## begin Available data

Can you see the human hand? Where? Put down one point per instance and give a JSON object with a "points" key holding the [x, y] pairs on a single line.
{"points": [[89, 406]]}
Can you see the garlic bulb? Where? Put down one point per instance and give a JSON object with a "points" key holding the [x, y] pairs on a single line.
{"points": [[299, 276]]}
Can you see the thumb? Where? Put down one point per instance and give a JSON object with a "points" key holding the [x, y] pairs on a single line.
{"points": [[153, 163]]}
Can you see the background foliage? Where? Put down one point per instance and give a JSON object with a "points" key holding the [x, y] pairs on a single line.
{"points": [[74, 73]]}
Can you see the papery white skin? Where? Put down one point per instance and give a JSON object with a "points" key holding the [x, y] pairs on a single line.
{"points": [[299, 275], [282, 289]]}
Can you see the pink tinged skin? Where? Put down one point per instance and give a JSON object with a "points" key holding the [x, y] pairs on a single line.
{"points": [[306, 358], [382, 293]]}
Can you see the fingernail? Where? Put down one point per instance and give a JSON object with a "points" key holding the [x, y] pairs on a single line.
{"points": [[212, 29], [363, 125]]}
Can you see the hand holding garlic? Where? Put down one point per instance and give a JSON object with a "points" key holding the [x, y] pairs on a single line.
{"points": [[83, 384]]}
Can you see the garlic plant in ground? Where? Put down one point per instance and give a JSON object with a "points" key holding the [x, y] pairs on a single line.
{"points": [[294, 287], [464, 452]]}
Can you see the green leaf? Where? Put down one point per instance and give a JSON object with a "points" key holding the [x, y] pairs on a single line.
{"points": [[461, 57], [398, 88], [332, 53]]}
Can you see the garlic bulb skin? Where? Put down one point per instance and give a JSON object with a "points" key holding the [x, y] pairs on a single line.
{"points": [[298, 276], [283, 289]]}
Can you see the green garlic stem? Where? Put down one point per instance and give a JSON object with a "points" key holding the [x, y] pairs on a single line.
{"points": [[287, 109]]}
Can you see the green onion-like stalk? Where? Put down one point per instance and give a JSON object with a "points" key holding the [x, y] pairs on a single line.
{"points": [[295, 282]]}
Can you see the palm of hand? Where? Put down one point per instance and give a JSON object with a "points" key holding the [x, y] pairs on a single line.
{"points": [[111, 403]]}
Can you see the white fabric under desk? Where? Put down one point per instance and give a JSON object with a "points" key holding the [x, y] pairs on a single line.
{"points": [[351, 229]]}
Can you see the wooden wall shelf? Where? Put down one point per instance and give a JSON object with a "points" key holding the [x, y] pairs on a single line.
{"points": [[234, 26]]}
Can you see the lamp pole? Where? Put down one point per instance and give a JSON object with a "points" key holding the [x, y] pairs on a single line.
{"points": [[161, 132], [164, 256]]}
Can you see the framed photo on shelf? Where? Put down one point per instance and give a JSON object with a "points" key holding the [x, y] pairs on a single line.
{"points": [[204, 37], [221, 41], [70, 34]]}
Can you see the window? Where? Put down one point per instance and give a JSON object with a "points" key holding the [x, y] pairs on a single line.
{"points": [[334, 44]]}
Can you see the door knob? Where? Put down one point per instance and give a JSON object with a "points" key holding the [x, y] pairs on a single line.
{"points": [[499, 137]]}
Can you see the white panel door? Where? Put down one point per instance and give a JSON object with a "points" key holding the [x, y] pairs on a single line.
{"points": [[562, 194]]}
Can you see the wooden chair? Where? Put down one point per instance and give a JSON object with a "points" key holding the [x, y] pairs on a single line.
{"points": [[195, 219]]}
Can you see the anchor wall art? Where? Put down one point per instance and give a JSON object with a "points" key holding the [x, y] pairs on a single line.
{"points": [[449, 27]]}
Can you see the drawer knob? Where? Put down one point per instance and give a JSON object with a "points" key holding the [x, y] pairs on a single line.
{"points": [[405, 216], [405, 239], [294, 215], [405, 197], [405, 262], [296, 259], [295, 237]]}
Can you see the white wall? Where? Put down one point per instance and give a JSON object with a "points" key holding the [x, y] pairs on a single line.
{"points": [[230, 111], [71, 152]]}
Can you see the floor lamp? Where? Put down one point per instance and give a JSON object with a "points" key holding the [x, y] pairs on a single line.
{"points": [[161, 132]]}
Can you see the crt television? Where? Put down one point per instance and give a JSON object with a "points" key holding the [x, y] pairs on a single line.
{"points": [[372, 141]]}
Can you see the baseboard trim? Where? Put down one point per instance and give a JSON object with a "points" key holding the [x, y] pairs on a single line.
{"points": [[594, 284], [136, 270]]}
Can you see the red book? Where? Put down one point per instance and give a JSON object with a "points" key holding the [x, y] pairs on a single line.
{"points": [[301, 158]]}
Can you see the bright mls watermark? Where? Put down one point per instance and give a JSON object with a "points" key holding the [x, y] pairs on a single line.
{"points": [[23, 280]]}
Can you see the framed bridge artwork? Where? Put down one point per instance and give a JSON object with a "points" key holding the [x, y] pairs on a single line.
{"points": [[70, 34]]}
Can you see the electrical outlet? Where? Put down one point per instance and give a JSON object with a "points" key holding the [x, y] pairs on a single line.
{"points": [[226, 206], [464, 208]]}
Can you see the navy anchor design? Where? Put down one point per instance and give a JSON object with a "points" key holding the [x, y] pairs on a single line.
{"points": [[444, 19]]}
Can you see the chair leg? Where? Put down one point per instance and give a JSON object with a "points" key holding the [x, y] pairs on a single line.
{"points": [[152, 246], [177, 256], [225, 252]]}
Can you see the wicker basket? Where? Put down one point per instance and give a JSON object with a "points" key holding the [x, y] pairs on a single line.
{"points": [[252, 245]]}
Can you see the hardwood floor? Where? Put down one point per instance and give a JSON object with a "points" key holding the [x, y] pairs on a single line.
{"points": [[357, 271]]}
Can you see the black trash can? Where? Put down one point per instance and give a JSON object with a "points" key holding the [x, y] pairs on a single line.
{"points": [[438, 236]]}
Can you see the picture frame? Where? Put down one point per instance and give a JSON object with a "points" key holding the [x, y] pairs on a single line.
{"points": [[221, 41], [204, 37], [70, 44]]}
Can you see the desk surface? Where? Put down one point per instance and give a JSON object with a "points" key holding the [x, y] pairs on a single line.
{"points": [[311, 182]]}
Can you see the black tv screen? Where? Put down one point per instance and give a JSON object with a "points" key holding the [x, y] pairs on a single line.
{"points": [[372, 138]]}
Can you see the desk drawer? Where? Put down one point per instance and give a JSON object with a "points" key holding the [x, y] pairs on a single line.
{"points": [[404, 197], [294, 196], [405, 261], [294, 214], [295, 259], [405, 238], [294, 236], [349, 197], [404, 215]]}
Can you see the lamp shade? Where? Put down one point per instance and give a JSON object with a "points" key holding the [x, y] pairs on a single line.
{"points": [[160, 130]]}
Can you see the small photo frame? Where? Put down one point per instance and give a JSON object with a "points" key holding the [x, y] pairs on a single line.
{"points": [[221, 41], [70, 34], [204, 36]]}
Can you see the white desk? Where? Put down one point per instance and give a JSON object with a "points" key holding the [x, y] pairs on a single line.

## end Available data

Your goal:
The line containing "Can you see the lamp shade?" and every line after it, through the end of the records, should be repeated exactly and alone.

Output for this task:
Can you see the lamp shade? Where? Put down one point per instance and give a JSON object with a "points" key holding the [x, y] pairs on a single line.
{"points": [[160, 130]]}
Can you see the small photo frame? Where? Put down one point per instance and give a JSON object with a "points" key holding the [x, y] pairs on a single line.
{"points": [[221, 41], [70, 34], [204, 36]]}
Can you see the white desk? Where? Put down one point per instance and give a JSON object with a "points" key holding the [x, y] pairs on a single line.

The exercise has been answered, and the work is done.